Work request
Reproduce the lines word for word, from the first one down through the line containing "box: [601, 260, 610, 269]", including that line. Leave the pictures out of your answer.
### Records supplied ###
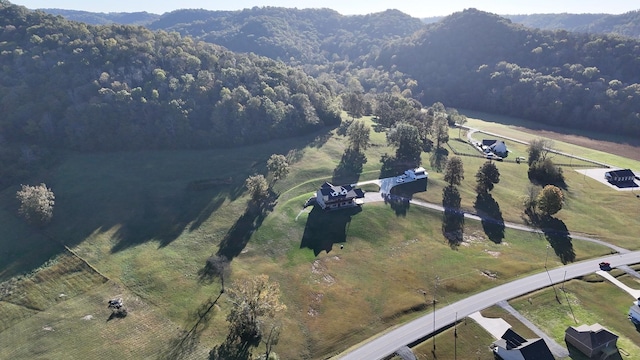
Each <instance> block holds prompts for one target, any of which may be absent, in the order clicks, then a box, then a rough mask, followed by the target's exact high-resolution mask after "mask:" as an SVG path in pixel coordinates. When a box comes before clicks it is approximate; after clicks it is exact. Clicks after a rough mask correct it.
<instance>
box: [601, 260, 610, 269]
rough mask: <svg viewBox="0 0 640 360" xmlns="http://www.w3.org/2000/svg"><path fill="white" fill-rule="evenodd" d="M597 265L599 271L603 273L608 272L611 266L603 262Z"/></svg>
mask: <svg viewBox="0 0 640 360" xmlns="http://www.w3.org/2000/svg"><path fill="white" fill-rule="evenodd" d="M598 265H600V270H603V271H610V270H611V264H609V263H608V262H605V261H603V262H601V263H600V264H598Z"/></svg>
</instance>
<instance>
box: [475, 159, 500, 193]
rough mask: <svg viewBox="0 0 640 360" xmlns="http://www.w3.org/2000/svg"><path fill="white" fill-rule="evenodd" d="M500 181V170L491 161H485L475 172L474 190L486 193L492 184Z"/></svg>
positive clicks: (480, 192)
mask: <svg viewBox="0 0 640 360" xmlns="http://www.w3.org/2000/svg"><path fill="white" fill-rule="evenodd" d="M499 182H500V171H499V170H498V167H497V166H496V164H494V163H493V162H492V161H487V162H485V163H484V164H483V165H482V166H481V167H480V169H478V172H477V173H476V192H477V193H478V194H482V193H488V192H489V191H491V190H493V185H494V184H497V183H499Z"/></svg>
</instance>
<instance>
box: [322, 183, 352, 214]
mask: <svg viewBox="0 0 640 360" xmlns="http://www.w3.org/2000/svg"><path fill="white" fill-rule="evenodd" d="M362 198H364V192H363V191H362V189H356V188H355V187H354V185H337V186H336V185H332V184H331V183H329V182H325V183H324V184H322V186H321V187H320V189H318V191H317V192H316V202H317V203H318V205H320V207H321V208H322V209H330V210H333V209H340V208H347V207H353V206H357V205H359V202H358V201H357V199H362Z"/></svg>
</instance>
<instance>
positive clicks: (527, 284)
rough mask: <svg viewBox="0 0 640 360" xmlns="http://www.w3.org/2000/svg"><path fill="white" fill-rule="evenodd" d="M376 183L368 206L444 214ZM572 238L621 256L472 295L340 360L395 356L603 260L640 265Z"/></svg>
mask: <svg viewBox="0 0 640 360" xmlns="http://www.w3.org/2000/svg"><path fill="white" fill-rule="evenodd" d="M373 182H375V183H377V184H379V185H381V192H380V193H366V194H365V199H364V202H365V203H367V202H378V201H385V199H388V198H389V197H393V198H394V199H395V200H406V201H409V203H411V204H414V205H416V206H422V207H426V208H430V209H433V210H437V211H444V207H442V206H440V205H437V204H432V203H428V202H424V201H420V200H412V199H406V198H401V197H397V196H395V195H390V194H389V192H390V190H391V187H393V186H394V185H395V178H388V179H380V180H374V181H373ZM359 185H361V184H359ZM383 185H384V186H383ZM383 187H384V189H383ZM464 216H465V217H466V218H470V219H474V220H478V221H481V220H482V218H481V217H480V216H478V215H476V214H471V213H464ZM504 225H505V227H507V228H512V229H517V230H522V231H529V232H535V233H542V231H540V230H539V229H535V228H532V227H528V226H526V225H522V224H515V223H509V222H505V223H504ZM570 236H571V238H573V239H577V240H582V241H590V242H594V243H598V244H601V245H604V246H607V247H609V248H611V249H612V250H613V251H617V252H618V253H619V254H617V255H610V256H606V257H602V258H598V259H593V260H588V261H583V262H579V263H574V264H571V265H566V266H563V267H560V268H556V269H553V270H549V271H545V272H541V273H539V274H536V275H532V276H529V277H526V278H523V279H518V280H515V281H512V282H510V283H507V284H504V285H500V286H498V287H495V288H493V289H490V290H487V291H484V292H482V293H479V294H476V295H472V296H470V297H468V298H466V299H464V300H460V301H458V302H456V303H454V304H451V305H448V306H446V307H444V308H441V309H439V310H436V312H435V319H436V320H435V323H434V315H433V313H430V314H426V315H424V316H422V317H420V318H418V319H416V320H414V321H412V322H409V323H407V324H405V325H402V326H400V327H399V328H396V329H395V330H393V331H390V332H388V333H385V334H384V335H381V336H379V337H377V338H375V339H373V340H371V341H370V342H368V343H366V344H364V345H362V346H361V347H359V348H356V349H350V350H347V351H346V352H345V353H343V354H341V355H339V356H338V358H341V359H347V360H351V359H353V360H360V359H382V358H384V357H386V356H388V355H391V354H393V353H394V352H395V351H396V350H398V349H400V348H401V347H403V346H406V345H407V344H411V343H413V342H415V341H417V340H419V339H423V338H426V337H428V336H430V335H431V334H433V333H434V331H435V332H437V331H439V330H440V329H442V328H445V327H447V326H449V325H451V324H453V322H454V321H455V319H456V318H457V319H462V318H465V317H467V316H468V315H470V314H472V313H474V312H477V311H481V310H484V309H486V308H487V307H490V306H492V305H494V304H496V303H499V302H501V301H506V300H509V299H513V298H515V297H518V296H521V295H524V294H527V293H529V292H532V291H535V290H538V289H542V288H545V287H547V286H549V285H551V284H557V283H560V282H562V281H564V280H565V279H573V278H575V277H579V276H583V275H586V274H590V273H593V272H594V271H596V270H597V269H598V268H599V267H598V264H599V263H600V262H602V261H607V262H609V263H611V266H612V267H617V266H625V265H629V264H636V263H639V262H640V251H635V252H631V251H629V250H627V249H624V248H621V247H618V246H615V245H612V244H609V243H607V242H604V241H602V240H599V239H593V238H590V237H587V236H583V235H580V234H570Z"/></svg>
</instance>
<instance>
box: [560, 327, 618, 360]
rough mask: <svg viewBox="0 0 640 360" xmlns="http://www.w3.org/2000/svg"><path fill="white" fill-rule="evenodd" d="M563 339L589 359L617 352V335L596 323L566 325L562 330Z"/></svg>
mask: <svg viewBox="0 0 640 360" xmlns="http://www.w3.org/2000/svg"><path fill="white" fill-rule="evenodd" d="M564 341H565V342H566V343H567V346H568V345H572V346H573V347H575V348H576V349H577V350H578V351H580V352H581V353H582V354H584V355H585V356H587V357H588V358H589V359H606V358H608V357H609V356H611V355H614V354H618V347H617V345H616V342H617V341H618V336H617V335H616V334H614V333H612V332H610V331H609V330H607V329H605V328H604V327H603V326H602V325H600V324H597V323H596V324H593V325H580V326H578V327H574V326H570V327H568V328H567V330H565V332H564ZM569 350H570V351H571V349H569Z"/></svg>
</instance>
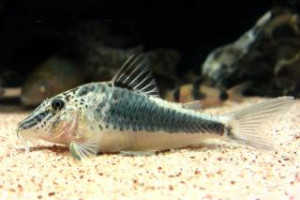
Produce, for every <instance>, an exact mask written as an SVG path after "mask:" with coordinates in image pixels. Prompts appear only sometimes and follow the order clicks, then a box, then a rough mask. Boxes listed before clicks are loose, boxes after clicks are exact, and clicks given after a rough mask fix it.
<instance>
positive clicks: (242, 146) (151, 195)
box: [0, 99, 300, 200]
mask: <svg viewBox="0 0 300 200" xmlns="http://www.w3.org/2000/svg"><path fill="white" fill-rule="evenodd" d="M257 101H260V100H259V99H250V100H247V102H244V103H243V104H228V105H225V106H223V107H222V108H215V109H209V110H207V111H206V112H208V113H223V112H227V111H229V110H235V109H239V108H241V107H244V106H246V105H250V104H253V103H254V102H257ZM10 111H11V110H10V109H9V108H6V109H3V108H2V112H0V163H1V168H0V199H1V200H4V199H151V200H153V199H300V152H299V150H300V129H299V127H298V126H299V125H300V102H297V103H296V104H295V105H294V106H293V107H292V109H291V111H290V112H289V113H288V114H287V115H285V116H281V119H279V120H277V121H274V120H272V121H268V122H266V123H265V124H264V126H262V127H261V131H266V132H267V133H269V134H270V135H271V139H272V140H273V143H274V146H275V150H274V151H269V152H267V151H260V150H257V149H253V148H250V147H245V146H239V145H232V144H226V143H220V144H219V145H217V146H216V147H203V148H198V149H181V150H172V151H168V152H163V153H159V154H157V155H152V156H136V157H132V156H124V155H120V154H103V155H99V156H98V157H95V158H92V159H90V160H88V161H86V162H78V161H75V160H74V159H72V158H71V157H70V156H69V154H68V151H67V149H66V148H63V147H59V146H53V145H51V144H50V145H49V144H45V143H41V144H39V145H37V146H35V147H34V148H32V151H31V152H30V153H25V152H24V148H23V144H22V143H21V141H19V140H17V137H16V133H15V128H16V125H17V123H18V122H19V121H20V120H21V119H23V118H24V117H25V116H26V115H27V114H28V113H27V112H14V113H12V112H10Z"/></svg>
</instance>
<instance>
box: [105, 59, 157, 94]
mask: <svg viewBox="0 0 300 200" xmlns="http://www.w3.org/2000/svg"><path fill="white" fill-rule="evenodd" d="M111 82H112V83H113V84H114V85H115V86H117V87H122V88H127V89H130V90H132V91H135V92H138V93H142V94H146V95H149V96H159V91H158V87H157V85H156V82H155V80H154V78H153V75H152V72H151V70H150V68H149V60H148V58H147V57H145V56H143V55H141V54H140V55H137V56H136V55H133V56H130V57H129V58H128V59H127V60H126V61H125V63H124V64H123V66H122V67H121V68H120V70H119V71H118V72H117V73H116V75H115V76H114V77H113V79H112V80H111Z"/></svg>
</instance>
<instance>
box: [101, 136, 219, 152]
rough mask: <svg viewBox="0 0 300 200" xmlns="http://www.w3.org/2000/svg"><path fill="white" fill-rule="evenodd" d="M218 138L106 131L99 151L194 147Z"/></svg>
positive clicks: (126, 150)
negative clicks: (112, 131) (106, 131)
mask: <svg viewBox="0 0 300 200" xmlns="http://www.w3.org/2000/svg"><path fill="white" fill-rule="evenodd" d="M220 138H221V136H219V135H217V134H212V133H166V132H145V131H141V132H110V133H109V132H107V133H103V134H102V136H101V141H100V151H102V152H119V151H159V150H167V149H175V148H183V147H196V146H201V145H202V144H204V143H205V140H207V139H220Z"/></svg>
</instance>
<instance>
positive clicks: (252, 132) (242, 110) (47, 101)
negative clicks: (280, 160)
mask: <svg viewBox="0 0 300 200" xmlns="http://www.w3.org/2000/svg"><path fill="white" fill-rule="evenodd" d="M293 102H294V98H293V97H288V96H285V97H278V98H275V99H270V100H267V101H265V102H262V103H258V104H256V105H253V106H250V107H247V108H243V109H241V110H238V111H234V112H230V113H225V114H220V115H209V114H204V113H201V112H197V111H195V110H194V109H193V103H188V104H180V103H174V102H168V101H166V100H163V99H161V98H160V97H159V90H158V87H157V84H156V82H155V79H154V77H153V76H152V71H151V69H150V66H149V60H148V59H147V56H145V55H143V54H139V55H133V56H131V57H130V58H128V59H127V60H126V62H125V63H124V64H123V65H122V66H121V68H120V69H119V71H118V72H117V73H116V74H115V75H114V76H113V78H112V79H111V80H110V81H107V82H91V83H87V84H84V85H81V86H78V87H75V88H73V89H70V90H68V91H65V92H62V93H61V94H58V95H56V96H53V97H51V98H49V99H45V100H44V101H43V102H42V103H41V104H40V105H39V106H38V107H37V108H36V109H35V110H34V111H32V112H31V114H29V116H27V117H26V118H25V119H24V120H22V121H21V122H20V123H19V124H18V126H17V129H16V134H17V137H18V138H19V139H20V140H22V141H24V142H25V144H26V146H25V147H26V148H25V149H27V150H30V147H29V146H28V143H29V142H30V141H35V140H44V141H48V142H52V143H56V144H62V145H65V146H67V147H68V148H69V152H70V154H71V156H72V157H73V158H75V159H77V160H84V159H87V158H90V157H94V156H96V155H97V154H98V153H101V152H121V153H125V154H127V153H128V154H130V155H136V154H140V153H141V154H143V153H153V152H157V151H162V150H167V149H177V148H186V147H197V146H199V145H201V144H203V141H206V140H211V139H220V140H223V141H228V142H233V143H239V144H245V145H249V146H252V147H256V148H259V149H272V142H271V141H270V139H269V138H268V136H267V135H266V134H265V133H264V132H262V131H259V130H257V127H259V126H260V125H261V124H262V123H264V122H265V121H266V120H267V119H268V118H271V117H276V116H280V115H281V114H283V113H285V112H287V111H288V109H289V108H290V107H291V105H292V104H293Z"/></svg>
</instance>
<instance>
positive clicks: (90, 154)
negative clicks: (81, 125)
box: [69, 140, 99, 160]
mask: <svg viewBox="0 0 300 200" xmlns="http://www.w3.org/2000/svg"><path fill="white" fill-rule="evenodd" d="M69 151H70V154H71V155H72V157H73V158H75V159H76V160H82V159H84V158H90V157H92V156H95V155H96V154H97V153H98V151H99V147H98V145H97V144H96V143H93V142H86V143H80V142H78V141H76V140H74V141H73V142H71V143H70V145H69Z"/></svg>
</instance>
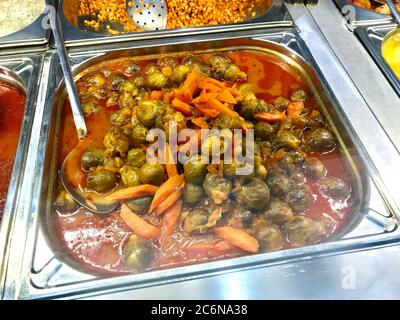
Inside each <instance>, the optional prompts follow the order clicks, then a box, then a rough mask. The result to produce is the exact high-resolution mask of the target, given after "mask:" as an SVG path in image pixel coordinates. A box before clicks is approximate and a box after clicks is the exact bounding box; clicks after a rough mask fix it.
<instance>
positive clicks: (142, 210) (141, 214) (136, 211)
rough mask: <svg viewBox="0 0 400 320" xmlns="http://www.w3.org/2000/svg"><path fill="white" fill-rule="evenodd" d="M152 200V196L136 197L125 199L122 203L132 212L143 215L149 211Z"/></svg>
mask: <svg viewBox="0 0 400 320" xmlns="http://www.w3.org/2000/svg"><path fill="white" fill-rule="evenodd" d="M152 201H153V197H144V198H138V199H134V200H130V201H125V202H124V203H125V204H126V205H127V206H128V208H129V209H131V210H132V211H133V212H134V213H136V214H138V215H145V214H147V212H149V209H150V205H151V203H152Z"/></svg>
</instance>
###
Solution below
Each <instance> block holds prompts for one target, any of which may be absent, in the order clicks, then a box, then a rough mask, followed by the target's exact high-resolution mask after "mask:" as an SVG path in pixel coordinates. When a box comes before clicks it is approximate; after clicks it is exact. Clicks after a rough mask correct it.
<instance>
box: [601, 260, 610, 269]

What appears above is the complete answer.